START Data for the task

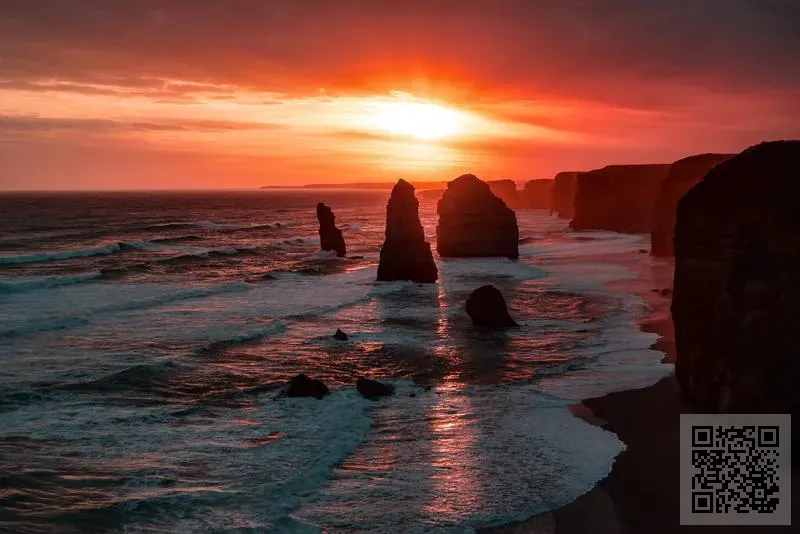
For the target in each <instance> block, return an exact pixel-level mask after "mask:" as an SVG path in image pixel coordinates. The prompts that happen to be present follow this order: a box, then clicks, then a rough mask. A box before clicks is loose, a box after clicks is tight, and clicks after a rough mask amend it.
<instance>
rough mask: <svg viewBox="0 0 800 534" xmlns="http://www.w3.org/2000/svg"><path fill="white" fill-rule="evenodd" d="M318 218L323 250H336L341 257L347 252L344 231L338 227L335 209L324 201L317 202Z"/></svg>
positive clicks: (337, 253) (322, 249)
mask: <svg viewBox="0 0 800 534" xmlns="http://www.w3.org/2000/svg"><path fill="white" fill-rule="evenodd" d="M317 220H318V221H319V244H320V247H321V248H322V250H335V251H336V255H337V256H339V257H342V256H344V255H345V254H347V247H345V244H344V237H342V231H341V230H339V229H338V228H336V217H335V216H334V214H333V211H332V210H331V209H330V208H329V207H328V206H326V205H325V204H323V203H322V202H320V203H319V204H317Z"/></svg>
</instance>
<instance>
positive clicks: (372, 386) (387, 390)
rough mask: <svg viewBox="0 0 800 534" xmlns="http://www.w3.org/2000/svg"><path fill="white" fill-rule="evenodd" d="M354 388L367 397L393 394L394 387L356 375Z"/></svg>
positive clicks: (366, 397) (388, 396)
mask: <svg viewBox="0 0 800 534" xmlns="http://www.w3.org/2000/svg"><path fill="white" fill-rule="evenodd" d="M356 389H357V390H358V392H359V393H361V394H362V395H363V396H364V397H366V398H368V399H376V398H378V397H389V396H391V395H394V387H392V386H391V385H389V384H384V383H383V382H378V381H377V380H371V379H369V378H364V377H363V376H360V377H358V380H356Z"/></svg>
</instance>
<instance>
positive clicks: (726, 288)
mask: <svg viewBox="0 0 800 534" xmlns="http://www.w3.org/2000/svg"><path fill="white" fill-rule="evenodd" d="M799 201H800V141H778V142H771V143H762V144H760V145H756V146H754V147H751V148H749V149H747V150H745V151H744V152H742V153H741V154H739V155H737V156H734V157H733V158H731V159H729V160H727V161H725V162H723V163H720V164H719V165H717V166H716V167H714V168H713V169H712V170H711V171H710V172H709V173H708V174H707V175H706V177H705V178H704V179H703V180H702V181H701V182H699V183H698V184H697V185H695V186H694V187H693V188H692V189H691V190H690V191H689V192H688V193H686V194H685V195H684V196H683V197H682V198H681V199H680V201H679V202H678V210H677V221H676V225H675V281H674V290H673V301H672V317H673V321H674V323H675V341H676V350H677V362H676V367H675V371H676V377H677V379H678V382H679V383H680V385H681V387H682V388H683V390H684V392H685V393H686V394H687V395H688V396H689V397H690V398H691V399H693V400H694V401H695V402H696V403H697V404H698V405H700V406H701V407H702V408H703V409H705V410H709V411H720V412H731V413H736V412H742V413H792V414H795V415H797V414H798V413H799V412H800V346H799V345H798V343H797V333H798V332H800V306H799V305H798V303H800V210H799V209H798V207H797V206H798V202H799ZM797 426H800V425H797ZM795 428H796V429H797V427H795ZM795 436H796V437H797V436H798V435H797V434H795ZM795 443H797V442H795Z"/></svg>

END Data for the task

- [The problem]:
Among the lines of the records, copy out each one that contains the word "rough".

- [Written reply]:
For the target in each <instance> block, return an exact pixel-level mask after "mask:" as an SVG path in image pixel coordinates. The prompts that happen to be present follow this order: a box, then clicks, then a rough mask. A box before clicks is loose, a box after clicks is tight, and clicks after a rough mask amend it.
rough mask: <svg viewBox="0 0 800 534" xmlns="http://www.w3.org/2000/svg"><path fill="white" fill-rule="evenodd" d="M318 218L323 250H336L341 257L347 252L344 231L338 227L335 209L324 201L317 202Z"/></svg>
rough mask: <svg viewBox="0 0 800 534" xmlns="http://www.w3.org/2000/svg"><path fill="white" fill-rule="evenodd" d="M354 388L367 397L393 394L394 387L356 375Z"/></svg>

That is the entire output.